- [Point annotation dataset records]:

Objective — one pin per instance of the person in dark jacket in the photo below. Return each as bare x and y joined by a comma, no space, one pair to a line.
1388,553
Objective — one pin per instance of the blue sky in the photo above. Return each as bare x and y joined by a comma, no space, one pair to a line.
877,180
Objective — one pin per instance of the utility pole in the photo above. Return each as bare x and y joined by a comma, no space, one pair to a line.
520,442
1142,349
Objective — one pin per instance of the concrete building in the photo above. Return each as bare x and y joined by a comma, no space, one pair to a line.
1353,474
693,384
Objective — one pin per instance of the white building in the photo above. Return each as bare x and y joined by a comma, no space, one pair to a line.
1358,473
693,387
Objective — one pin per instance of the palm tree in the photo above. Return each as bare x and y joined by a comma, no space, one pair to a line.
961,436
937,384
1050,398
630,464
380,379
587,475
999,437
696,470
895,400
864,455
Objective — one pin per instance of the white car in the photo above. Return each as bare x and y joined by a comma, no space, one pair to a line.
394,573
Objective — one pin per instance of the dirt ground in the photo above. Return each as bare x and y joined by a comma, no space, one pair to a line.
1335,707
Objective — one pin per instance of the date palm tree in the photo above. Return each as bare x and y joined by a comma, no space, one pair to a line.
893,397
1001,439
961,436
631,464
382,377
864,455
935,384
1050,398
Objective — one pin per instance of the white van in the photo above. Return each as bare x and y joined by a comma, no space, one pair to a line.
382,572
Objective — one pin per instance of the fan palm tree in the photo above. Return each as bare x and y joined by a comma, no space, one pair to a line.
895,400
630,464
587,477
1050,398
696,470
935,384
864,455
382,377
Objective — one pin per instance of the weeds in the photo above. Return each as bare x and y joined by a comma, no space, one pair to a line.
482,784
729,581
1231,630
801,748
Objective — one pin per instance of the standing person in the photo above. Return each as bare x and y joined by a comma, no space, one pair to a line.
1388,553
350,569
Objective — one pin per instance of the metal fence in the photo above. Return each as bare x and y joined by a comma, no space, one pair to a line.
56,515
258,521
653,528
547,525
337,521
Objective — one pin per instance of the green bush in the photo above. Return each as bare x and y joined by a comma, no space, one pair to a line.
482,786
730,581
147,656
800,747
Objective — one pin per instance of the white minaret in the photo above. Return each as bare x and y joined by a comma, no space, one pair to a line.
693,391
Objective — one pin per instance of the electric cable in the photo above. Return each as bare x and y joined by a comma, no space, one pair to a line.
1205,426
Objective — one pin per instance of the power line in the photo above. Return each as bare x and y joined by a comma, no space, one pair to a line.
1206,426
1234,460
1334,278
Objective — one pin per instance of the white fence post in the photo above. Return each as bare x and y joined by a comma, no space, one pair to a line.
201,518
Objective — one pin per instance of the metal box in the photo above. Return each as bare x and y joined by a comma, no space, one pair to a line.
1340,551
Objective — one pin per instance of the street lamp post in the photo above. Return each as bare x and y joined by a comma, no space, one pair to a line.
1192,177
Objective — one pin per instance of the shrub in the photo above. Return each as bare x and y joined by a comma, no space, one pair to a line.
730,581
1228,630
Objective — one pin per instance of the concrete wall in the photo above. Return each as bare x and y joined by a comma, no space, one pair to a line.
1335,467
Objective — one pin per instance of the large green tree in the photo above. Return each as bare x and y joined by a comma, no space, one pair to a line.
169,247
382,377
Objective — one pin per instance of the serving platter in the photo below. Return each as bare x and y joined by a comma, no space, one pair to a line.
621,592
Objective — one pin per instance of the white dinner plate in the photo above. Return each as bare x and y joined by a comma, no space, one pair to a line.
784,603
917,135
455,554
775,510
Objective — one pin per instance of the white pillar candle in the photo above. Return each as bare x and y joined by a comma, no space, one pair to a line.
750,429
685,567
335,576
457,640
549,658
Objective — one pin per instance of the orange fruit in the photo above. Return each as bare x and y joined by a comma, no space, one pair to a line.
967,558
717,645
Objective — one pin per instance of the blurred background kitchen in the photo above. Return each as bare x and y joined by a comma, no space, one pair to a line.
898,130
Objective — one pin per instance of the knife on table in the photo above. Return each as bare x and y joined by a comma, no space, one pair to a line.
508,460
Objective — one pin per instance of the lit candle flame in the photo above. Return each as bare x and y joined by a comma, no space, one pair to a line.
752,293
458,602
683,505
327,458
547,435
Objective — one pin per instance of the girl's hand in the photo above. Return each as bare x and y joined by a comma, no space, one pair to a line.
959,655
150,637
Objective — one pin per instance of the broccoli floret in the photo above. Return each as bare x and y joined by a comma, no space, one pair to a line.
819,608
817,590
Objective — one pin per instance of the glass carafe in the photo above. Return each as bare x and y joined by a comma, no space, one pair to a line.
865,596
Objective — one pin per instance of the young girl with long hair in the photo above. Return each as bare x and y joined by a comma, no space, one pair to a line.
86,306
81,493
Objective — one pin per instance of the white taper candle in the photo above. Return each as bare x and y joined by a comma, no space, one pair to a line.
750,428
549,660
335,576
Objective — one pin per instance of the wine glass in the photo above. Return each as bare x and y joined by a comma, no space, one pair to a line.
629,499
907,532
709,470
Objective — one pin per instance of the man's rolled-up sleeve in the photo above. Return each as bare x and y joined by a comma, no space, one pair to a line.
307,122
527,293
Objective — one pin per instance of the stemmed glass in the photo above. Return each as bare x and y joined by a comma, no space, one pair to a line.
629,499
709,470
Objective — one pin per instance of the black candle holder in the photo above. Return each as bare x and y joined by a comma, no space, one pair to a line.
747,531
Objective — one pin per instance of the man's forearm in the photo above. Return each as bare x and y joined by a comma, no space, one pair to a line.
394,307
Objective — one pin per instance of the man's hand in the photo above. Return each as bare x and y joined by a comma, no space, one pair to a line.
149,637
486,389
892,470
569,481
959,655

- [Requirements]:
Output the complete data exactly as written.

- [Answer to this problem]:
Objective — one pin per instance of the person in dark jacket in the photo below. Return each as bare x and y joined by a comma, no space, one pair to a line.
1388,553
Objective — one pin per instance of the blue sky in the photo above. Return each as bare x and y joined by a comma, no space, one pair to a line.
877,180
Objective — one pin per instance of the utility pole in the photo above. Return each as bare x and y joined by a comma, no space, one pair to a line.
520,442
1142,349
Objective — one pin per instance of the concrete building in the photo above. Return each as bare x and y joined by a comma, no space, one pair to a line.
1353,474
693,384
Objective — one pin per instance of the white building in the photo above. Return each as bare x and y joined by a comma, no space, one pair to a line.
1358,473
693,387
Objective — one pin per instance of the palm tree in the photo above. Return each as bare x and y joined by a comma, no space, one pair to a line.
961,436
937,384
1050,398
630,464
380,379
587,475
999,437
696,470
895,400
864,455
Objective — one pin per instance of the white car in the photo above. Return each as bare x and y joined by a comma, no space, one pair to a line.
394,573
Objective — one pin per instance of the dirt ground in the photo above. Return each as bare x and y joined by a comma, no space, one pair to a line.
1335,707
Objective — one pin per instance of the date palm tree in the photo above. Return each as bare x and y joined by a comma, no space, one pair to a line.
893,397
1001,439
961,436
631,464
382,377
864,455
935,384
1050,398
Objective — one pin per instance of the white van in the photo above. Return each as bare x and y joined by a comma, no space, one pair to a line.
382,572
Objective — one pin per instance of the fan palm tree in the photo above. Return each as bare x and y joined by a comma, no space, one pair to a line.
895,400
630,464
587,477
1050,398
696,470
935,384
864,455
382,377
Objective — one pin per instance of the weeds in the photo above. Return each as bare x and y joined by a comma, no space, one pair to a line.
482,784
729,581
1231,630
801,748
Objective — one pin per instance of the standing person in the photo above. Return each as bare x and y joined by a comma, no space, one pair to a line.
1388,553
350,569
Objective — one pin per instance of the metal fence in the photo above. Return each as bare x and y joined by a comma, no space, one pair to a line.
56,515
258,521
653,528
547,525
337,521
Objective — one pin per instance of the green bush in the photo above. Return each as bare x and y joined by a comma, no space, one pair to a line.
482,786
730,581
147,656
800,747
Objective — one pin per instance of the white minaret in the photo above. Return each as bare x and y joined by a comma, no space, one pair to a line.
693,391
Objective — one pin per instance of the electric cable in the photo above. Return each as bare x and y joined by a comma, no space, one pair to a line.
1205,426
Objective — one pin per instance of the power line in the photo above. Return each as bare x and y joined by a comma, no space, one pair to a line.
1206,426
1234,460
1334,278
Objective — one pin per instance of the white fence post in the photo above. Return each as bare x and y joined by a comma, no space, one pair to a line.
201,518
Objective — one pin per instance of the metal box in the photo above. Return each as bare x and y joined by a comma, no space, one pair to a line.
1340,551
Objective — one pin per instance of the street lamp post in the photo above. Return each as bare x and y joined by a comma, no space, one pair to a line.
1192,177
Objective — one pin per instance of the shrub in the photo above. Return each as bare x and y joined by a comma, no space, one pair to a line.
730,581
1228,630
Objective — one pin per instance of the concrete wall in the photo above. Return each as bare x and y joined by a comma, no space, one pair to a line.
1335,467
Objective — one pin per instance of the large green tree in the photo above. Return each as bare x and y joined by a comma, no space, one pair to a line.
169,247
382,377
Objective — one pin per instance of the serving platter in the photo below. Return each as bare x and y joined by a comma, no space, one pair to a line.
621,592
Objective — one pin per instance of the white dinner plate in the photo above. Return each as bare x and y joined by a comma, no space, one pair to a line.
784,603
917,135
455,554
775,510
Objective — one pin per instance of the white pillar candle in the photo above. Return each as bare x and y joined by a comma, no space, one pair to a line.
750,429
685,567
335,576
457,640
549,658
Objective — one pin per instance of the orange fruit in the photo above. Return each as bare x and y joined by a comma, no space, one pair to a line.
967,558
717,645
Objective — one pin per instance of the blurred background kitchen in the photo above. Return each as bare x and y joined by a comma, no space, one pair to a line.
898,130
Objective — one pin per instance of the knife on table in the photo above. Return each as bare x and y joined by a comma, no space, one pair to a line.
508,460
Objective — one pin per instance of the lit candle flame in the photo above. Return each as bare x and y joined by a comma, no space, one pair to a line.
752,293
458,602
683,505
327,458
547,435
Objective — one pin per instance of the girl's hand in the photo above. Return each as bare x and y joined by a comma, no space, one pair to a line.
959,655
150,637
Objective — one pin per instance of the broccoli floret in the photo above. Return each as bare x and y joined by a comma, no space, one pair to a line.
819,608
817,590
Objective — one pin per instance of the glass carafe in the photo above. Return each as bare x and y joined by a comma, no space, one pair to a line.
865,596
Objective — one pin per instance of the young girl with long hair in the photo above. Return each as bare x and y joined by a comma, no space, one pair to a line.
86,306
81,493
Objective — one pin per instance of the white taper candle in the photo above. Return each as bare x and y joined by a comma, no space, one pair to a line.
750,428
549,660
335,576
Objective — one pin per instance of the wine glass in the photo above. Return each as bare x and y joined by a comma, no space, one pair to a line.
629,499
907,532
709,470
Objective — one pin per instance of the man's rolled-up sleeve in the photo above. Return each as bare x and y joined by a comma, no space, one pair to a line.
307,122
527,293
Objective — one pin per instance of the stemmed glass in the photo above. Return each as bare x and y joined by a comma, no space, one pair to a line.
629,499
709,470
Objective — one pin per instance of the black candle holder in the photo above. Return each as bare x and y joined by a comma, no space, one pair to a line.
747,531
Objective — one pin per instance of the man's forearm in the photo above. Return each as bare x and y joined by a comma, no space, one pair to a line.
394,307
Objective — one pin per instance of the man's hand in the photo above. Return each as bare x and y joined by a comma, no space, one pair to a line.
149,637
486,389
892,470
569,481
959,655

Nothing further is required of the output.